- _Gekozen tekst_:
• • • • • • •
Ik verbaas me daarover; ik zat bij een jongere huisarts en die knul zei doodleuk dat ie 't niet wist.
Nu vindt ik dat op zich heel eerlijk; als je daarna de boeken induikt of een collega raadpleegt.
Maar nee hoor; de consult was al binnen en het mocht allemaal absoluut niet langer duren.

----------


## mmh

Bij mij is het (helaas) wel pijn. Aan het begin geloof ik niet echt (heb even terug gerekend en ik heb t nu ong 3,5 jaar) Het is niet precies symetrisch bij mij, de ene keer heb ik meer last van mijn linker been, de andere keer meer van de rechter. Aan het begin had ik meer het gevoel dat het in de bovenbenen zat, en nu heb ik vaker meer pijn in de onderbenen. Het loopt nu ook door naar mijn enkels - voeten. 
Van kou heb ik geen last nee, vreemd! Wel eens van rustelose benen gehoord? Ja ik heb niet t gevoel dat t er echt op slaat, maar ik heb er wel eens wat over gehoord.
Vervelend dat je werk achter de computer hebt, dat lijkt me echt niet fijn! Heb je een goeie stoel? Ik kan het vaak op de ene stoel langer volhouden dan op de andere. Ik zit nog op school dus vind het alleen vervelend als ik langer colleges heb. Gelukkig heb ik een baan waarbij ik alleen maar loop dus dat scheelt! 

Dokters kunnen inderdaad erg vreemd reageren, als je het niet weet dat vind ik niet zo erg, maar ga er dan wel achteraan om uit te zoeken wat het is! Zij hebben de contacten, de boeken enz! En helemaal dat ze dan soms doen alsof je je aanstelt, daar hou ik echt niet van. Dokters horen hun patienten serieus te nemen! 

Ben je nu nog 'in behandeling'? Of word er iets onderzocht? Ik op het moment niet meer, de fysiotherapeut heef tmn rug nu zo los mogelijk gemaakt en ik kan het zitten vrij lang volhouden nu. (1uur 1,5 uur)

----------


## Theodebeuker

Dank! 

Dit lijkt wel heel erg op wat ik heb; zij het dat ik dit niet in de kuiten maar bovenbenen heb, en niet tijdens slaap maar tijdens zitten.

Maar inderdaad ben ik eigenlijk continue aan het bewegen om het gevoel te proberen te verminderen. 

Ik kan niet zeggen of het ook voor jouw van toepassing is; maar hier een link:
http://www.stichting-restless-legs.org/

Ik ga hiermee eens naar de dokter.

Bedankt !
• • • • • • •
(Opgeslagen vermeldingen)
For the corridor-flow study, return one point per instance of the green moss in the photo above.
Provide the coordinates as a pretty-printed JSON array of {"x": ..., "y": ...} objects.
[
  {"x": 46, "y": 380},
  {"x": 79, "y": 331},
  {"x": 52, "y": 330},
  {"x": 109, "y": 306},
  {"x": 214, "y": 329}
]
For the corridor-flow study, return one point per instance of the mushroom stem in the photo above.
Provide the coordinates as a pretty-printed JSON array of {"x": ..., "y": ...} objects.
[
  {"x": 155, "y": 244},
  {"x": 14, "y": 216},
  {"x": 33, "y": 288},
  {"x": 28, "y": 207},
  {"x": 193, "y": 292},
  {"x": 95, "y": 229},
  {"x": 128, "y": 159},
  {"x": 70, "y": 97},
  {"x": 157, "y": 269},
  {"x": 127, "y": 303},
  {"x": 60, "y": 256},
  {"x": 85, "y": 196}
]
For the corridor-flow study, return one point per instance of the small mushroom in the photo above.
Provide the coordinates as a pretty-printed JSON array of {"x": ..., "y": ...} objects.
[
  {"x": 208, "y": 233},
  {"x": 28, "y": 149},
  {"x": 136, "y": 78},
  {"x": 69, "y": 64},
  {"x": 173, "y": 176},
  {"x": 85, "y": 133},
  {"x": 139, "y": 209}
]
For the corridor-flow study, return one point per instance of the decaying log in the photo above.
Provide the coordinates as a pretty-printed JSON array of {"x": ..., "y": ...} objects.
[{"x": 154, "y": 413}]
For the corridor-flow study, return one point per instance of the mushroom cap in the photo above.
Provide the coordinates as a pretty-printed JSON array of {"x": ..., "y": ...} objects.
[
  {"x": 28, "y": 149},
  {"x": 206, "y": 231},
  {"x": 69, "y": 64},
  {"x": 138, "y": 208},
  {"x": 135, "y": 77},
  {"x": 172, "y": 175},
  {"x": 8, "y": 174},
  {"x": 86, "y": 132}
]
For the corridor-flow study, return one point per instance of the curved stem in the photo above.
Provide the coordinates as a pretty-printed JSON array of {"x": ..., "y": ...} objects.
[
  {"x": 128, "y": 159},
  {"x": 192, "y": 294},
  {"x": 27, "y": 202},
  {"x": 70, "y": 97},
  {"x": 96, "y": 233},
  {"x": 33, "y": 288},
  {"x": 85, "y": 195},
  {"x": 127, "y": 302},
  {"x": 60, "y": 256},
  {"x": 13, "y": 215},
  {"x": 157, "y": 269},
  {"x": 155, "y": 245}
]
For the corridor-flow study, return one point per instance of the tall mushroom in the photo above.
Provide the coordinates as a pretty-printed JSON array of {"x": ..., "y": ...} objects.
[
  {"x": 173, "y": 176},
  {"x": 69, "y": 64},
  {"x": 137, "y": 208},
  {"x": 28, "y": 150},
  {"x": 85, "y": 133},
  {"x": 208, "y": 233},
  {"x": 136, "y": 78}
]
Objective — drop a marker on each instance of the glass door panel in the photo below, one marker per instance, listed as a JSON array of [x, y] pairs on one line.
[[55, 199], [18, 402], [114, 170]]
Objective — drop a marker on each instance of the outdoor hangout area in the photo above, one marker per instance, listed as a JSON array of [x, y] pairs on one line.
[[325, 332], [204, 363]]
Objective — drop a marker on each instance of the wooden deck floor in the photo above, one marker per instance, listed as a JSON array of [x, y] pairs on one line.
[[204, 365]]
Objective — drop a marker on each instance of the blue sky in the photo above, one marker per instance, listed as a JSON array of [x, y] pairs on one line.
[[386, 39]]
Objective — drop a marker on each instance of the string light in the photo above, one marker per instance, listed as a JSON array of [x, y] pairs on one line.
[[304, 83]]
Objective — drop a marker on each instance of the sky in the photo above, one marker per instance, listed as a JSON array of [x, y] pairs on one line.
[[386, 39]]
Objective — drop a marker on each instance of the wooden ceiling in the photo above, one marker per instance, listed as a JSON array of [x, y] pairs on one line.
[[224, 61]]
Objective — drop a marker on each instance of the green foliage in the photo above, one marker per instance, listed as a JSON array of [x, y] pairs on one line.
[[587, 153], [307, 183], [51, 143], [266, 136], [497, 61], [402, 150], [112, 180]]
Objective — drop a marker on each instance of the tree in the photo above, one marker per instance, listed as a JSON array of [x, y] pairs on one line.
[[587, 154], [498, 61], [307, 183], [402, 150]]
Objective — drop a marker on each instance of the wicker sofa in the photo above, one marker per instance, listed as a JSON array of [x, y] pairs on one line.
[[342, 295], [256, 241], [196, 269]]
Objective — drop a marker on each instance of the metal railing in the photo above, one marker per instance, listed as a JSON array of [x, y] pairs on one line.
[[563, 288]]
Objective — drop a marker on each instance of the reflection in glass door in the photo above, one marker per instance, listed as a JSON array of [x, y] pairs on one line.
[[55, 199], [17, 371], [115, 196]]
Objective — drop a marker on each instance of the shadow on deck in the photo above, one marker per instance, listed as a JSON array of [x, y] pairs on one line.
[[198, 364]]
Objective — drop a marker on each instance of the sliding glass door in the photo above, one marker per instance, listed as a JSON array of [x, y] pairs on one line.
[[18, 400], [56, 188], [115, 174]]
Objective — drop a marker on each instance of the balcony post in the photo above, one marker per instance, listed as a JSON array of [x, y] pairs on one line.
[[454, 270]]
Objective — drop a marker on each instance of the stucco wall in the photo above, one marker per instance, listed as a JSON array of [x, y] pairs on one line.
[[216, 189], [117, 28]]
• • • • • • •
- _Wat te doen_:
(a) Beantwoord over het forumgesprek deze vragen:
(i) Hoe lang heeft mmh de klachten ongeveer?
(ii) Hoe lang kan mmh nu ongeveer blijven zitten?
(iii) In welk deel van de benen heeft Theodebeuker het gevoel, en wanneer?
(b) Waarom moet een dokter die het niet weet volgens mmh zelf uitzoeken wat het is? Leg dat uit met wat het forumgesprek zegt.
(c) Noem alle plekken waar mmh in het forumgesprek pijn of last van zegt te hebben of te hebben gehad.

- _Antwoorden per opdracht_:
(a)
(i) Ongeveer 3,5 jaar.
(ii) 1 uur tot 1,5 uur.
(iii) In de bovenbenen, tijdens het zitten.

(b) Volgens mmh is het niet erg als een dokter het niet weet. Maar de dokter moet het dan wel uitzoeken, want dokters hebben de contacten en de boeken.

(c) Linkerbeen, rechterbeen, bovenbenen, onderbenen, enkels, voeten.